WHAT THIS TASK INVOLVES
Below is a listing. Write out exactly its lines between the one holding "negative clicks: (157, 33)" and the one holding "rough mask: <svg", inclusive.

==================================================

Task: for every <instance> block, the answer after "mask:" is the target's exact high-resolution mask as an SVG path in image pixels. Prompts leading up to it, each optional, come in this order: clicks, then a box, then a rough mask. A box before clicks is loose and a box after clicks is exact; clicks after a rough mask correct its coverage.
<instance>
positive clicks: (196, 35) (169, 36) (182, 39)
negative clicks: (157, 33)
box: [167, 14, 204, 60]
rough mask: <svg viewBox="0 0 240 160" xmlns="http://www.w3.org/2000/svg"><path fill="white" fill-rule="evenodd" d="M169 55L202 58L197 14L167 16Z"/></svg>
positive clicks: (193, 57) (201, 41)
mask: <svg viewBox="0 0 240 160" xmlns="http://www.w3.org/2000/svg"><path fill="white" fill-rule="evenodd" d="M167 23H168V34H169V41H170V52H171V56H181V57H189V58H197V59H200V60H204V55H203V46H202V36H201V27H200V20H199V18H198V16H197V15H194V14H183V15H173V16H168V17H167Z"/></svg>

==================================================

SOLUTION TO THIS PROBLEM
negative clicks: (157, 33)
box: [167, 14, 204, 60]
rough mask: <svg viewBox="0 0 240 160" xmlns="http://www.w3.org/2000/svg"><path fill="white" fill-rule="evenodd" d="M169 55L202 58L197 14L167 16Z"/></svg>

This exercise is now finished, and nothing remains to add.